▸ **MATERIAL TO PROCESS**
******************************

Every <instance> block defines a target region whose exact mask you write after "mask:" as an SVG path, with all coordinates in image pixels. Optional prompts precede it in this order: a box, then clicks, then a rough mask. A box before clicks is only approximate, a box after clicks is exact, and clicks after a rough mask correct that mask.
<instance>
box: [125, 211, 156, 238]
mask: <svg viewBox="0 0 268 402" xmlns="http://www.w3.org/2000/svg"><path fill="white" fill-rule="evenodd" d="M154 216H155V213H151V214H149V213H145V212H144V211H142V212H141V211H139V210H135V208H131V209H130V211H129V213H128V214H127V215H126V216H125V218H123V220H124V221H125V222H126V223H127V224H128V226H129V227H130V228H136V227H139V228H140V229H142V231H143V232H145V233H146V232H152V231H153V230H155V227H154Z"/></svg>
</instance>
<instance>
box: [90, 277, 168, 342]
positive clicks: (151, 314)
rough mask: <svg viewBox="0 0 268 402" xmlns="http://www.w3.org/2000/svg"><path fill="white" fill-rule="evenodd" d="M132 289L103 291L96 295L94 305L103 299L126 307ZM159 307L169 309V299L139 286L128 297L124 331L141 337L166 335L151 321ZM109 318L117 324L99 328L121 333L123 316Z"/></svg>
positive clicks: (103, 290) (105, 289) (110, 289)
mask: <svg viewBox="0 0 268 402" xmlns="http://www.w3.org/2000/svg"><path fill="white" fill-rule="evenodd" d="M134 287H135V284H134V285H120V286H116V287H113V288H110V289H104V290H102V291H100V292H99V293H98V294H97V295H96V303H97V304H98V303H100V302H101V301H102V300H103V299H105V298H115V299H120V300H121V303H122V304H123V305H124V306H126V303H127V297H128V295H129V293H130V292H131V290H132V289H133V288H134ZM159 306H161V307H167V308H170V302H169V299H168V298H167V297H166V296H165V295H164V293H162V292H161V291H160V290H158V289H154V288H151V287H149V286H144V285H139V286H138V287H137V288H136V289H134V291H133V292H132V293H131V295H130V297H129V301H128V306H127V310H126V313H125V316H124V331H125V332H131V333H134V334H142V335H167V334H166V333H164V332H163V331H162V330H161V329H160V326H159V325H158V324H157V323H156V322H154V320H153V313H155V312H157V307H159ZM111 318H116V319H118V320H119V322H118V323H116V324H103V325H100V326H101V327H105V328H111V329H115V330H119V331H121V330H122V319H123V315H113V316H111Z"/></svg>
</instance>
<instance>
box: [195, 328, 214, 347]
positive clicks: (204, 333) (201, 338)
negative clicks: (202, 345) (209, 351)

******************************

▸ **DESCRIPTION OF THE TASK**
Reproduce, line for line, the material, starting at its first line, and end once the line holding "positive clicks: (151, 314)" has been output.

▸ **SOLUTION FOR THIS PROBLEM**
Every <instance> block defines a target region whose exact mask you write after "mask:" as an SVG path, with all coordinates in image pixels. Optional prompts precede it in this order: a box, then clicks, then a rough mask. A box before clicks is only approximate, a box after clicks is exact, and clicks after a rough mask correct that mask.
<instance>
box: [125, 211, 156, 238]
mask: <svg viewBox="0 0 268 402" xmlns="http://www.w3.org/2000/svg"><path fill="white" fill-rule="evenodd" d="M154 216H155V213H151V214H149V213H145V212H144V211H142V212H141V211H139V210H135V208H131V209H130V211H129V213H128V214H127V215H126V216H125V218H123V220H124V221H125V222H126V223H127V224H128V226H129V227H130V228H136V227H139V228H140V229H142V231H143V232H145V233H146V232H152V231H153V230H155V227H154Z"/></svg>
</instance>
<instance>
box: [90, 277, 168, 342]
positive clicks: (151, 314)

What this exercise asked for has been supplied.